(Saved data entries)
>>>
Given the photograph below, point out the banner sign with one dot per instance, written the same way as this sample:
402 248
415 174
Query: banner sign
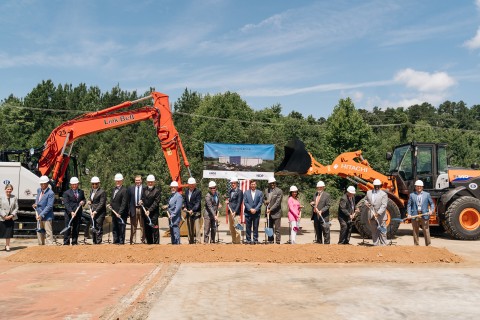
244 161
<<<
EXERCISE BRIEF: Leave the images out and transcribe the remaining data above word for word.

RESULT FOR THIS EXERCISE:
Given the photograph below, point out the banner sign with one dot per instance, written the same way as this sample:
402 248
415 174
Query: banner sign
244 161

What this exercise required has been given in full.